Objective: Rewrite the rows from the line with "Guideline: for each instance of the monster energy logo, put" through the end of the rows, guidelines included, and offset every number in the keypoint coordinates by 93. Leave the guideline text and its sample point unchanged.

(Items listed in a dataset)
▼
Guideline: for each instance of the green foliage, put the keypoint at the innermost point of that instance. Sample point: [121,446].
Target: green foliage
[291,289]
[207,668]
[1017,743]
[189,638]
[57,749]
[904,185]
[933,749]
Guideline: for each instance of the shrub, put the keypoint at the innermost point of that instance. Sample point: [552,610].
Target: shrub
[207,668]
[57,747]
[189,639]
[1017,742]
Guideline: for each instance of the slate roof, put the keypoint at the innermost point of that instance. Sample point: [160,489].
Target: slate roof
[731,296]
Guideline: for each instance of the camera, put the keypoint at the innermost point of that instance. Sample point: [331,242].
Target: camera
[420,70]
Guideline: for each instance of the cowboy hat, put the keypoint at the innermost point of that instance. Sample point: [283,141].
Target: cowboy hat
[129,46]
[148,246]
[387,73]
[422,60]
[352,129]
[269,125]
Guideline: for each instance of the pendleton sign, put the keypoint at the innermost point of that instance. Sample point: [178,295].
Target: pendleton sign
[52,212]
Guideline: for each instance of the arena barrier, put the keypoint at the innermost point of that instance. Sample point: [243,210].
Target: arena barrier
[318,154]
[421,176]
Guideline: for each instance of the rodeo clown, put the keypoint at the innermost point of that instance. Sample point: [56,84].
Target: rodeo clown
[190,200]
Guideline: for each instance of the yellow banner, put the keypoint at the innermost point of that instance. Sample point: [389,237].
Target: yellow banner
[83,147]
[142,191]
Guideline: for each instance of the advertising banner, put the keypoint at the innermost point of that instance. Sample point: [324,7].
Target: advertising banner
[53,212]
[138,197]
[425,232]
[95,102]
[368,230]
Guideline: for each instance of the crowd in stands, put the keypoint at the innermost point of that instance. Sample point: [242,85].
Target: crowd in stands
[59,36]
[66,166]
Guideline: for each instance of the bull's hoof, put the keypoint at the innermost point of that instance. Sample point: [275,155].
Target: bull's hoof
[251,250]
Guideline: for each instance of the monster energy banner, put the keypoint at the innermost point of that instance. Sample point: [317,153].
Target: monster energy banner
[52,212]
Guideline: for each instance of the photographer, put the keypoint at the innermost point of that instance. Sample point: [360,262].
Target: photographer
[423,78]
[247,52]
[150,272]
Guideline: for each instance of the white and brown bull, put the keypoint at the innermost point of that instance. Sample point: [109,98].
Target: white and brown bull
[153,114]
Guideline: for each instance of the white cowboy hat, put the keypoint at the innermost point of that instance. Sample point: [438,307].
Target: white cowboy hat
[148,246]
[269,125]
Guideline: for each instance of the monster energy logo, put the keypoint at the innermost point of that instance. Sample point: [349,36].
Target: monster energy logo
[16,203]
▲
Answer to the problem:
Guideline: for each instance of the monster energy logo, put the keypoint at the innermost point of that instance. Sample point: [349,36].
Target: monster energy logo
[109,296]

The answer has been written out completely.